[Opening DOCUMENT SECTION section]

Mexican government adopts multidimensional methodology to measure poverty
• The new system measures the level of deprivation of human social rights like health, education, food and social security
Mexico, Federal District, 10th of December 2009 - Mexican government adopts officially a multidimensional methodology to measure poverty. Gonzalo Hernández Licona, General Secretary of CONEVAL, the National Council for the Evaluation of Social Development Policies, presented today the new measurement system, which represents a major breakthrough in the way Mexican government describes and measures poverty.
The new measurement, which will be used officially from now on, includes not only incomes data but also indicators of the level of fulfillment of social human rights established by the Federal Law for Social Development, including health, education, social security, food, characteristics of the housing and its services, and level of social cohesion.
Mexico is the first country in the region to adopt such a multidimensional measurement system, consistent with the vision and methodology used by UNICEF for the design of its poverty and disparities global report.

[Closing DOCUMENT SECTION section]

Besides income data, what social rights does the new measurement track, according to the press release on Mexico's poverty methodology? List them all. The listing below comes from a different source than the press release.

[Opening EXTRACTED RECORDS section]

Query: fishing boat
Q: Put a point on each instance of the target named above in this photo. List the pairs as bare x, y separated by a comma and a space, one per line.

[Closing EXTRACTED RECORDS section]
[Opening EXTRACTED RECORDS section]

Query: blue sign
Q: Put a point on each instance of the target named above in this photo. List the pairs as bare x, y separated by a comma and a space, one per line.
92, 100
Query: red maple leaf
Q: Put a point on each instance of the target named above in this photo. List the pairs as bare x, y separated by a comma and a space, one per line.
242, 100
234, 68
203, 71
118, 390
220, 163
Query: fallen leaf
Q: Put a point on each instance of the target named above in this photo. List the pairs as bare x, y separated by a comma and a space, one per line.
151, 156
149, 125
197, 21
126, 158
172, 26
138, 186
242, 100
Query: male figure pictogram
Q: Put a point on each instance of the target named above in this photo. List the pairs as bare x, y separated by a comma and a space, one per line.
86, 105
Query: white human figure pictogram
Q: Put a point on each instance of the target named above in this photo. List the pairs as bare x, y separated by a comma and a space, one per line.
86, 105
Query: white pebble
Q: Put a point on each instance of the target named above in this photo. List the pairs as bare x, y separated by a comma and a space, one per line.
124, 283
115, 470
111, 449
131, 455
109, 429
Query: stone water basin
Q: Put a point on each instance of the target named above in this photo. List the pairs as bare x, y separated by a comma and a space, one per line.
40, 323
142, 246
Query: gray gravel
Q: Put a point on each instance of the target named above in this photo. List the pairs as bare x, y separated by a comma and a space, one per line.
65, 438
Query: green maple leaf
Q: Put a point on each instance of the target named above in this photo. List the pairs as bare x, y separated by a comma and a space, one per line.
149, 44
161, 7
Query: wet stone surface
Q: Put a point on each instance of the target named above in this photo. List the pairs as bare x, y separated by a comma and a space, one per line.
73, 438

[Closing EXTRACTED RECORDS section]

# SOLVED EXERCISE
- Health
- Education
- Social security
- Food
- Characteristics of the housing and its services
- Level of social cohesion